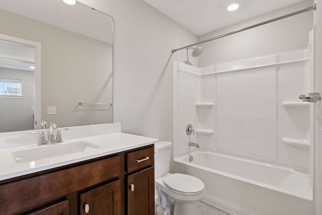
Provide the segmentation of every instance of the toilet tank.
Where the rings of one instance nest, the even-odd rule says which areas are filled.
[[[172,143],[160,141],[154,144],[154,177],[157,178],[169,171]]]

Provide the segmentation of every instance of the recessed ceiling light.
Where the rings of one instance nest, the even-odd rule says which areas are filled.
[[[67,5],[73,5],[76,4],[76,0],[62,0]]]
[[[238,8],[239,7],[239,5],[238,4],[234,3],[234,4],[232,4],[231,5],[229,5],[227,7],[227,10],[229,11],[233,11],[238,9]]]

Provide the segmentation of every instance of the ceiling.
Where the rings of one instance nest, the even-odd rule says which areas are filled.
[[[199,36],[303,0],[143,1]],[[238,10],[226,10],[236,2]]]
[[[113,19],[79,2],[70,6],[61,0],[0,0],[0,9],[112,43]]]

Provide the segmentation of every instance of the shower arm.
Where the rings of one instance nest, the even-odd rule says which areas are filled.
[[[275,22],[275,21],[278,21],[278,20],[281,20],[281,19],[283,19],[287,18],[288,17],[291,17],[292,16],[297,15],[298,14],[301,14],[302,13],[307,12],[311,11],[311,10],[314,10],[314,11],[316,10],[316,4],[314,4],[313,6],[309,7],[308,8],[306,8],[305,9],[301,10],[300,11],[296,11],[296,12],[293,12],[293,13],[291,13],[290,14],[286,14],[286,15],[284,15],[284,16],[280,16],[280,17],[277,17],[277,18],[274,18],[274,19],[272,19],[271,20],[267,20],[267,21],[266,21],[265,22],[261,22],[261,23],[258,23],[258,24],[256,24],[255,25],[251,25],[250,26],[248,26],[248,27],[245,27],[245,28],[242,28],[242,29],[239,29],[239,30],[236,30],[236,31],[232,31],[232,32],[229,32],[229,33],[227,33],[226,34],[222,34],[221,35],[217,36],[215,37],[212,37],[211,38],[210,38],[210,39],[207,39],[207,40],[203,40],[203,41],[201,41],[201,42],[197,42],[197,43],[196,43],[192,44],[191,45],[187,45],[187,46],[184,46],[184,47],[182,47],[181,48],[177,48],[176,49],[172,49],[171,50],[171,51],[173,53],[174,53],[175,52],[176,52],[177,51],[179,51],[179,50],[183,49],[185,49],[185,48],[190,48],[191,47],[191,46],[195,46],[195,45],[199,45],[200,44],[204,43],[205,43],[205,42],[209,42],[209,41],[211,41],[212,40],[216,40],[217,39],[221,38],[222,37],[224,37],[227,36],[231,35],[231,34],[235,34],[236,33],[238,33],[238,32],[240,32],[242,31],[246,31],[246,30],[249,30],[249,29],[250,29],[251,28],[255,28],[256,27],[260,26],[261,25],[265,25],[266,24],[268,24],[268,23],[271,23],[271,22]]]

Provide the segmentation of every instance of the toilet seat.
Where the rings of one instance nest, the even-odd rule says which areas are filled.
[[[175,173],[163,181],[167,188],[181,195],[197,195],[205,190],[202,181],[191,175]]]

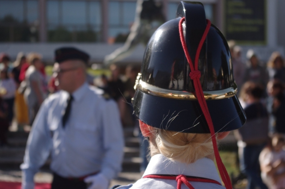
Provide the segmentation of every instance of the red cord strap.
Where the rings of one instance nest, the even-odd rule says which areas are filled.
[[[202,37],[202,38],[200,41],[198,48],[196,52],[194,65],[195,67],[194,67],[188,52],[186,43],[184,39],[182,24],[183,22],[185,21],[185,18],[184,17],[182,18],[180,20],[179,23],[179,32],[180,36],[180,40],[181,41],[182,46],[191,70],[191,72],[190,72],[189,75],[191,79],[193,80],[197,98],[210,130],[212,142],[214,147],[215,156],[216,158],[217,164],[218,166],[220,174],[221,174],[221,177],[222,178],[222,180],[223,180],[227,189],[232,189],[232,186],[229,177],[229,176],[228,173],[227,172],[226,168],[222,161],[222,160],[219,154],[218,146],[217,145],[217,141],[216,140],[215,135],[215,131],[214,130],[214,126],[213,125],[213,122],[212,120],[212,118],[211,118],[210,113],[209,112],[207,104],[206,102],[206,100],[204,97],[202,86],[200,82],[200,79],[201,73],[200,71],[198,70],[198,60],[200,53],[204,42],[207,36],[207,34],[208,34],[208,32],[211,27],[211,22],[208,20],[207,20],[207,26]]]
[[[176,180],[177,182],[177,189],[181,189],[181,185],[183,182],[190,189],[194,189],[194,187],[188,181],[194,182],[209,182],[221,185],[219,182],[216,180],[204,178],[195,178],[186,177],[185,175],[180,174],[177,177],[175,176],[158,175],[151,175],[145,176],[144,178],[152,179],[167,179],[169,180]]]

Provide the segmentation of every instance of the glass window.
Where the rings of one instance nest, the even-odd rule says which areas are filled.
[[[168,4],[167,11],[167,20],[170,20],[176,18],[176,11],[177,10],[178,3],[170,3]]]
[[[204,5],[206,18],[210,20],[213,21],[213,6],[211,4]]]
[[[110,37],[114,37],[120,34],[127,34],[129,32],[129,29],[126,27],[111,28],[109,29],[109,35]]]
[[[90,23],[91,24],[101,24],[101,4],[99,1],[91,1],[90,3]]]
[[[37,20],[38,18],[39,9],[37,1],[28,1],[27,2],[27,19],[29,23]]]
[[[86,2],[85,1],[62,1],[62,23],[85,24]]]
[[[109,2],[109,24],[120,24],[120,5],[118,2]]]
[[[136,3],[124,2],[123,4],[123,24],[129,26],[134,22],[136,12]]]
[[[24,20],[24,2],[23,1],[0,1],[0,18],[12,17],[17,21]]]
[[[47,3],[48,24],[59,23],[58,2],[57,1],[49,1]]]

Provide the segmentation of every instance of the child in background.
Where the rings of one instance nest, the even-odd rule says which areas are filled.
[[[285,188],[285,145],[284,136],[275,134],[271,145],[260,153],[261,177],[270,189]]]

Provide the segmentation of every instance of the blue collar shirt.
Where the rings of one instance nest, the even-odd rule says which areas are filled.
[[[116,103],[85,83],[74,99],[64,128],[62,118],[69,95],[61,90],[43,103],[29,136],[21,166],[24,181],[35,174],[51,154],[51,169],[62,177],[78,177],[99,171],[110,180],[121,170],[124,137]]]

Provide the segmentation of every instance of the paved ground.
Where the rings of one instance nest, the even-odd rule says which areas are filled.
[[[110,186],[117,185],[126,185],[134,183],[141,177],[140,173],[123,172],[119,174],[118,178],[112,180]],[[0,170],[0,181],[9,182],[21,182],[22,174],[18,170]],[[50,183],[53,176],[48,171],[42,171],[37,174],[35,177],[36,182],[40,183]]]

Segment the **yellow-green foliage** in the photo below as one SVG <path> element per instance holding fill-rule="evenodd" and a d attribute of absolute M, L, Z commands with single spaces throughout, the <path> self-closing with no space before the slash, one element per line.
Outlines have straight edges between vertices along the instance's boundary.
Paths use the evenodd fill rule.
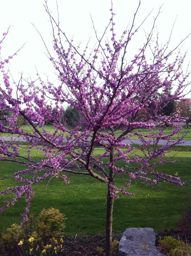
<path fill-rule="evenodd" d="M 65 216 L 59 210 L 51 208 L 43 209 L 37 219 L 37 227 L 41 236 L 59 236 L 63 233 L 65 225 Z"/>
<path fill-rule="evenodd" d="M 159 248 L 169 256 L 190 256 L 191 246 L 170 236 L 159 239 Z"/>
<path fill-rule="evenodd" d="M 30 217 L 30 222 L 25 223 L 21 227 L 12 224 L 7 229 L 7 233 L 1 234 L 7 252 L 11 255 L 11 252 L 13 253 L 17 251 L 21 256 L 62 255 L 65 215 L 53 208 L 43 209 L 37 218 L 34 230 L 33 215 Z"/>

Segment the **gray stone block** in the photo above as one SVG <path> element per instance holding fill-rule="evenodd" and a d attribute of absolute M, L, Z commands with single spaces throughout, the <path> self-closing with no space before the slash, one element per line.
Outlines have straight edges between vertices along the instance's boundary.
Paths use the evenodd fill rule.
<path fill-rule="evenodd" d="M 118 256 L 164 256 L 155 246 L 151 228 L 127 229 L 119 242 Z"/>

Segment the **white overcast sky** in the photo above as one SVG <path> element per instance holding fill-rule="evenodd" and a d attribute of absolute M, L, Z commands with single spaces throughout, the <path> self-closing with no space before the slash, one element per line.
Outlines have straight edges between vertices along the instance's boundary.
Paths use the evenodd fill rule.
<path fill-rule="evenodd" d="M 81 41 L 81 45 L 94 35 L 91 13 L 96 29 L 101 35 L 108 23 L 110 17 L 110 0 L 57 0 L 61 27 L 69 38 L 74 36 L 74 44 Z M 114 12 L 117 14 L 115 21 L 115 32 L 119 36 L 128 23 L 132 22 L 133 14 L 138 0 L 113 0 Z M 12 26 L 6 40 L 2 45 L 3 58 L 14 52 L 24 43 L 24 47 L 11 61 L 10 69 L 16 80 L 21 71 L 33 80 L 36 73 L 35 67 L 41 76 L 53 77 L 54 70 L 44 53 L 46 49 L 39 35 L 31 23 L 33 23 L 40 32 L 48 46 L 51 48 L 52 37 L 48 17 L 43 6 L 43 0 L 1 0 L 0 8 L 0 34 L 5 32 L 10 24 Z M 49 9 L 57 17 L 56 0 L 48 0 Z M 161 13 L 157 22 L 161 41 L 165 42 L 169 34 L 177 16 L 177 18 L 172 36 L 172 47 L 178 43 L 191 31 L 191 1 L 190 0 L 142 0 L 137 14 L 135 24 L 138 24 L 153 9 L 152 14 L 143 28 L 149 32 L 153 21 L 153 17 L 164 4 Z M 156 29 L 156 28 L 155 29 Z M 140 34 L 132 41 L 133 50 L 142 45 L 143 34 Z M 0 39 L 1 37 L 0 37 Z M 91 39 L 92 46 L 95 41 Z M 188 49 L 187 61 L 191 56 L 190 37 L 185 43 L 182 51 Z"/>

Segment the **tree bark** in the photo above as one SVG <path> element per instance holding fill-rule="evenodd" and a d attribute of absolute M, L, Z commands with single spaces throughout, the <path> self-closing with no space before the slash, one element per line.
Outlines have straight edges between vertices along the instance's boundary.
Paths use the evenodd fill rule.
<path fill-rule="evenodd" d="M 110 194 L 110 187 L 108 185 L 106 217 L 106 256 L 112 255 L 112 223 L 113 201 L 114 198 Z"/>
<path fill-rule="evenodd" d="M 113 210 L 114 198 L 112 189 L 110 185 L 113 185 L 114 181 L 113 161 L 114 147 L 111 146 L 110 148 L 110 162 L 111 165 L 110 167 L 110 177 L 108 187 L 108 194 L 107 199 L 107 214 L 106 216 L 106 245 L 105 256 L 112 256 L 112 223 L 113 222 Z"/>

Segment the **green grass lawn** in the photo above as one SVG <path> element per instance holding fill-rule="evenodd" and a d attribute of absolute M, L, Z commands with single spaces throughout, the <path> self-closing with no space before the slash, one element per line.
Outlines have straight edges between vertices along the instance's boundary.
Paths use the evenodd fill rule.
<path fill-rule="evenodd" d="M 176 135 L 172 136 L 171 138 L 172 140 L 177 140 L 178 138 L 180 139 L 182 136 L 184 136 L 184 137 L 183 139 L 184 140 L 191 140 L 191 127 L 190 126 L 189 128 L 188 129 L 186 128 L 185 126 L 183 127 L 183 129 L 181 131 L 178 135 Z M 156 128 L 154 129 L 154 133 L 157 134 L 158 133 L 158 131 L 161 128 Z M 144 129 L 143 128 L 138 128 L 137 129 L 135 129 L 133 130 L 133 132 L 135 132 L 136 131 L 137 131 L 138 132 L 141 133 L 142 134 L 153 134 L 154 131 L 152 129 Z M 168 127 L 165 128 L 164 129 L 164 131 L 165 132 L 166 135 L 168 135 L 170 134 L 172 128 L 171 127 Z M 121 130 L 119 130 L 116 132 L 116 133 L 119 135 L 121 134 L 123 132 L 123 131 Z M 148 139 L 148 138 L 145 138 L 146 139 Z M 133 135 L 131 137 L 131 139 L 138 139 L 138 137 L 136 135 Z"/>
<path fill-rule="evenodd" d="M 52 134 L 55 131 L 55 128 L 51 125 L 50 124 L 46 124 L 44 126 L 44 128 L 45 129 L 46 131 L 50 133 L 51 134 Z M 25 132 L 31 133 L 32 132 L 32 128 L 31 126 L 30 125 L 24 125 L 23 126 L 23 128 Z M 191 127 L 190 127 L 191 128 Z M 157 128 L 155 129 L 155 133 L 157 133 L 159 128 Z M 41 129 L 39 129 L 41 130 Z M 166 135 L 169 134 L 171 131 L 171 128 L 170 127 L 167 127 L 165 129 L 165 131 L 166 134 Z M 139 129 L 138 128 L 137 129 L 135 129 L 133 130 L 133 132 L 136 131 L 137 131 L 138 132 L 141 133 L 143 134 L 152 134 L 153 133 L 153 129 L 146 129 L 140 128 Z M 118 134 L 120 135 L 121 134 L 123 131 L 121 130 L 119 130 L 116 132 L 116 135 Z M 1 134 L 2 136 L 9 136 L 9 134 Z M 186 128 L 185 126 L 184 127 L 183 129 L 179 133 L 178 135 L 178 135 L 175 135 L 172 137 L 172 139 L 176 140 L 179 138 L 179 139 L 182 135 L 185 136 L 183 139 L 185 140 L 191 140 L 191 129 L 188 129 Z M 17 134 L 13 134 L 12 135 L 13 137 L 17 137 L 18 135 Z M 131 139 L 138 139 L 138 137 L 136 135 L 133 135 L 131 138 Z"/>
<path fill-rule="evenodd" d="M 96 149 L 95 154 L 100 154 L 102 149 Z M 172 152 L 174 154 L 176 151 Z M 174 165 L 158 166 L 158 170 L 164 173 L 173 174 L 178 172 L 183 180 L 191 179 L 190 152 L 179 152 L 175 159 L 183 161 Z M 139 150 L 136 153 L 141 154 Z M 24 154 L 26 153 L 24 153 Z M 40 154 L 36 150 L 33 158 Z M 107 161 L 108 159 L 106 159 Z M 119 162 L 119 167 L 123 165 Z M 1 162 L 0 178 L 11 175 L 24 166 L 11 162 Z M 46 194 L 44 182 L 34 187 L 34 198 L 31 202 L 31 212 L 36 216 L 43 208 L 53 207 L 65 214 L 66 221 L 66 231 L 70 234 L 101 233 L 105 230 L 107 192 L 106 186 L 88 176 L 70 175 L 70 185 L 61 181 L 53 179 L 49 185 Z M 115 185 L 122 186 L 125 177 L 119 175 Z M 0 190 L 18 184 L 12 178 L 0 180 Z M 161 182 L 160 188 L 155 190 L 134 184 L 131 192 L 136 196 L 122 196 L 115 199 L 113 230 L 122 232 L 128 227 L 151 227 L 155 230 L 170 230 L 174 228 L 175 222 L 180 216 L 182 202 L 190 192 L 189 186 L 181 187 L 167 182 Z M 1 205 L 7 197 L 0 197 Z M 0 213 L 0 232 L 5 231 L 11 224 L 19 223 L 24 212 L 25 199 L 17 202 L 13 207 Z"/>

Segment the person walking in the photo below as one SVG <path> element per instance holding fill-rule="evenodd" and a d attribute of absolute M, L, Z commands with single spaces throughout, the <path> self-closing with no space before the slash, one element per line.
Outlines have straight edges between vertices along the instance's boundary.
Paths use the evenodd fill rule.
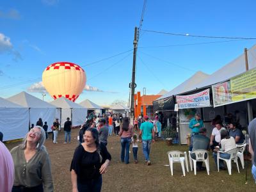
——————————
[Directions]:
Express the material as a JSON list of strings, one string per line with blank lines omitted, starting at the beginning of the material and stopping after the line that contains "[[[113,19],[79,2],[70,6],[61,0],[0,0],[0,9],[112,43]]]". Omit the pictures.

[Response]:
[
  "Provide the segmentation of every instance of the toilet tank.",
  "Where the rings of one instance nest, the even-odd rule says which areas are filled.",
  "[[[172,143],[160,141],[154,144],[154,177],[157,178],[169,171]]]",
  "Provide the segmentation of every instance of the recessed ceiling light.",
  "Where the rings of one instance nest, the even-odd rule says which areas are filled.",
  "[[[67,5],[73,5],[76,4],[76,0],[62,0]]]",
  "[[[238,8],[239,7],[239,5],[238,4],[234,3],[234,4],[232,4],[231,5],[229,5],[227,7],[227,10],[229,11],[233,11],[238,9]]]",
  "Provide the segmentation of every instance of the ceiling.",
  "Where the rings of one instance nest, the even-odd rule says which areas are filled.",
  "[[[199,36],[303,0],[143,1]],[[238,10],[226,10],[236,2]]]",
  "[[[113,19],[79,2],[70,6],[61,0],[0,0],[0,9],[112,43]]]"
]